§ EXERCISE DETAILS
Write out every one of these lines again, putting "part" wherever "region" appears and changing nothing else.

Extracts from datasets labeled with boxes
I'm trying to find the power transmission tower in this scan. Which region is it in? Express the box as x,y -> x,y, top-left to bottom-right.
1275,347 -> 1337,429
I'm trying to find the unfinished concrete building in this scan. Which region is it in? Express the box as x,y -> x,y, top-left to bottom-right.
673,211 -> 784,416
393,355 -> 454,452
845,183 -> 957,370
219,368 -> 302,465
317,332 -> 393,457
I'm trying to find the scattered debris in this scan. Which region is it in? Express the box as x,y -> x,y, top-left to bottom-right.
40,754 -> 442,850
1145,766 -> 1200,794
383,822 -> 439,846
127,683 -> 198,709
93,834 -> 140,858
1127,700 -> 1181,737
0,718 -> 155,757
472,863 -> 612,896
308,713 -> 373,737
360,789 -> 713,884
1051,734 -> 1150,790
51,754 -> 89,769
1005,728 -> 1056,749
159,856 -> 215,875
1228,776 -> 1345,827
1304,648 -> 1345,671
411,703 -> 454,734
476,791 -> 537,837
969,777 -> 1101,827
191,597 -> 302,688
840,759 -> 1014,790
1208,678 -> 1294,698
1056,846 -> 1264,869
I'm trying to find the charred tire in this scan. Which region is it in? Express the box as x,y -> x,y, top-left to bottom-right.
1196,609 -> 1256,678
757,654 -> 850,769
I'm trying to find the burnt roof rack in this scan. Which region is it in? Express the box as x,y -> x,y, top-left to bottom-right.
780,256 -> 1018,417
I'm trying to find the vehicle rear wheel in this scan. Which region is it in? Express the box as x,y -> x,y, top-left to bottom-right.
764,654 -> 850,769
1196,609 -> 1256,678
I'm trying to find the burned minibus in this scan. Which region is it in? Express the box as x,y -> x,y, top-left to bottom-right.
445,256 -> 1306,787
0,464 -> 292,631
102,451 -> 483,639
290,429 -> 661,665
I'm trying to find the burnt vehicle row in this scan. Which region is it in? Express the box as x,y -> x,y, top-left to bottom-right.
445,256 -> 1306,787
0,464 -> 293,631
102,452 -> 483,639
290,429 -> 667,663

§ RESPONSE
I'm trying to find the power transmission tower in this scan. Which part is it in? Express the box as x,y -> x,y, top-left to bottom-right.
1275,347 -> 1337,429
I'm trying to find the unfinished concrete building in this scan. Which part is it in? Express the box as x,y -> x,y, top-left to bottom-right.
673,211 -> 784,416
393,355 -> 454,452
845,183 -> 957,370
219,368 -> 302,465
317,332 -> 393,457
I'm trying to find the scattered debris in this scan. Which part is it in? Express the box as x,y -> x,y, top-left to bottom-right.
40,754 -> 442,850
1145,766 -> 1200,794
383,822 -> 439,846
127,683 -> 198,709
93,834 -> 140,858
1127,700 -> 1181,737
0,718 -> 155,757
472,863 -> 612,896
308,713 -> 373,737
360,789 -> 713,884
1051,734 -> 1150,790
51,754 -> 89,769
1005,728 -> 1056,749
159,856 -> 215,875
1228,776 -> 1345,827
1304,648 -> 1345,671
411,703 -> 454,734
476,791 -> 537,837
969,777 -> 1101,827
191,597 -> 302,688
840,759 -> 1014,790
1208,678 -> 1294,698
1056,846 -> 1264,869
I'm trying to find the charred tire in this scan. Which part is it in? Express the box as x,y -> x,y, top-left to bottom-right.
1196,609 -> 1256,678
757,654 -> 850,769
I'm trying to find the burnt roof rack in this scan. Which part is it in? Express the box as x,y -> x,y, top-left to bottom-right.
780,256 -> 1018,417
I'm trying to find the vehicle rear wheel in this scan. Which part is it in? Express the box as x,y -> x,y, top-left to bottom-right.
764,654 -> 850,769
1196,609 -> 1256,678
I'm trying to find the burned minibus in this scan. Which part is it in? Express the box as x,y -> x,y, top-left to bottom-right.
445,256 -> 1306,787
0,464 -> 292,631
102,451 -> 483,639
290,429 -> 661,665
I'm trying to find the burnt vehicle row in this scan. Which part is it in? Express the box as x,y -> x,y, top-left to bottom-right.
445,256 -> 1306,787
0,464 -> 293,631
102,452 -> 483,639
290,429 -> 667,663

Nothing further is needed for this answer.